**Written request**
Copy each of the following records line by line, reproducing every word, number, and mark of punctuation without change.

**Working data**
:::::

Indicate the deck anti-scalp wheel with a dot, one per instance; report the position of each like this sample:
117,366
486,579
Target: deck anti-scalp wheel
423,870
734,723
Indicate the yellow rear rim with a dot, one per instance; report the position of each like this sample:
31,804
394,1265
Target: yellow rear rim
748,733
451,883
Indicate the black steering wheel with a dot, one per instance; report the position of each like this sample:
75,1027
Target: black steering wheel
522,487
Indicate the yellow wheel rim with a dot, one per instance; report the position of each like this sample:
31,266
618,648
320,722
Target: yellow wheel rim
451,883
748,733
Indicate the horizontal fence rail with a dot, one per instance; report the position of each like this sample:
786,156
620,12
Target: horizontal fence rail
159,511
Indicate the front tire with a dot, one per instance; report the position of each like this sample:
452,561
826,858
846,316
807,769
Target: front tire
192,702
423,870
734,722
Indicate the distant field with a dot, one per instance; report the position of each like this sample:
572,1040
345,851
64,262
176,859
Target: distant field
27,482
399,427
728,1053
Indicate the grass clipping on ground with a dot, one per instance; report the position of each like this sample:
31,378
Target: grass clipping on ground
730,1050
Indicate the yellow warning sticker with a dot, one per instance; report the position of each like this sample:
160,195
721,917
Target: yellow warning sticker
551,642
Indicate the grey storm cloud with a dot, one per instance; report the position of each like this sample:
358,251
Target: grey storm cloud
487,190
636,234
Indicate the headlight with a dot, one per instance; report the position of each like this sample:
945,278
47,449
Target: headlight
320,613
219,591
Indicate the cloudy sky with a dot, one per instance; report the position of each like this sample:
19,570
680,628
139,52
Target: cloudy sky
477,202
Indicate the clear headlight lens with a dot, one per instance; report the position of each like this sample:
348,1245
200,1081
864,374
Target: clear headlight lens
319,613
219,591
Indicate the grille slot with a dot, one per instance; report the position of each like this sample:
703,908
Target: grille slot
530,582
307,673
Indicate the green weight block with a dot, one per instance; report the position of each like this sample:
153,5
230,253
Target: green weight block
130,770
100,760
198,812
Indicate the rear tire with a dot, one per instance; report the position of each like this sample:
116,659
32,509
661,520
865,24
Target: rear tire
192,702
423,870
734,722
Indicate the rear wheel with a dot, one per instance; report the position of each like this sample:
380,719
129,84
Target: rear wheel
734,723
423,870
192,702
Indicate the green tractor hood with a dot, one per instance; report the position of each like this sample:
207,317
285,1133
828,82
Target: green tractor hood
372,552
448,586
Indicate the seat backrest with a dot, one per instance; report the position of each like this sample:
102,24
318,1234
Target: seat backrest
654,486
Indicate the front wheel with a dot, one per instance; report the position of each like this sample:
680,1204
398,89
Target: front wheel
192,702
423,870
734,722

:::::

**Correct response**
Indicate the deck anti-scalp wheel with a dot, one per instance; report the position of each like this sample:
117,366
486,579
Target: deck anti-scalp wheel
423,870
734,723
Indicate the yellow rear rim with a dot, one per instance; report the position of each like this sample:
31,804
394,1265
Target: yellow rear rim
748,733
451,883
Indicate the black steering wheel with a dot, one per instance; report the position of each like this sample:
75,1027
Target: black steering wheel
522,487
Indicate the yellow wheel rim with a dot, one per instance; report the position of each like this sample:
31,266
618,648
320,722
Target: yellow wheel rim
451,883
748,733
Indicate the horizontal fence rail with a dot, one per instance; report the position of each like this sample:
786,156
620,12
Target: horizontal fence rail
159,511
Indicate the front tire with a dot, one per instance; report the position of each like this sample:
452,561
826,858
846,316
807,769
Target: front tire
192,702
423,870
734,722
Indicate the distant field with a dot, one per instance; report the position of each like this sample:
572,1040
345,851
64,262
176,859
Target: distant field
27,482
399,427
728,1053
Indicate the grass clipping on ground with a dot, one per instance; report the position of each like this sample:
31,378
Target: grass clipping on ground
730,1050
Indicate the yellow warning sticker with a dot, one per instance; report the position of each like this sample:
160,195
721,917
Target: yellow warning sticker
551,642
Indicate the grey storm cloud with a dot, one per instance; report the position of each like this sample:
358,251
Target: grey storm cloud
487,190
636,234
Indicate the headlight with a dot, one per instance; report the position of each like this sample:
945,278
47,449
Target: headlight
320,613
219,591
Indicate the cloudy sky with a dot, one per instance; report the position of each like this sample:
19,570
680,628
139,52
Target: cloudy sky
477,202
Indicate the clear headlight lens with a dot, one per instance; report the position of each like this sample:
348,1245
200,1081
864,374
Target: clear headlight lens
319,613
219,591
Indicate the grille slot with a dot, one per instance; report the position of each like this sample:
703,908
Target: grille slot
530,582
307,673
Indicate the green weight block with a dot, one per instance; report the position of each like this sample:
153,5
230,253
Target: green weight block
130,770
100,760
198,812
Indicate the rear tire with a dot, one per instance; report the position of each like this sample:
116,659
32,509
661,520
865,24
Target: rear tire
192,702
423,870
734,722
Indicate the rear wheel with a dot, one per instance; report the position of each like this sample:
380,719
129,84
Target: rear wheel
734,723
423,870
192,702
Indicate the green tractor hood with a dot, one per instance; report the position of each like this sample:
207,317
285,1133
828,82
Target: green tractor hood
372,552
448,586
Indicate the seat backrest with a dot, one per instance; report the position of each like this sample:
102,24
318,1234
Target: seat backrest
654,486
Indicate the front wheel with a dot, one per instance; report the position of each like this sample:
680,1204
398,89
Target: front wheel
192,702
423,870
734,722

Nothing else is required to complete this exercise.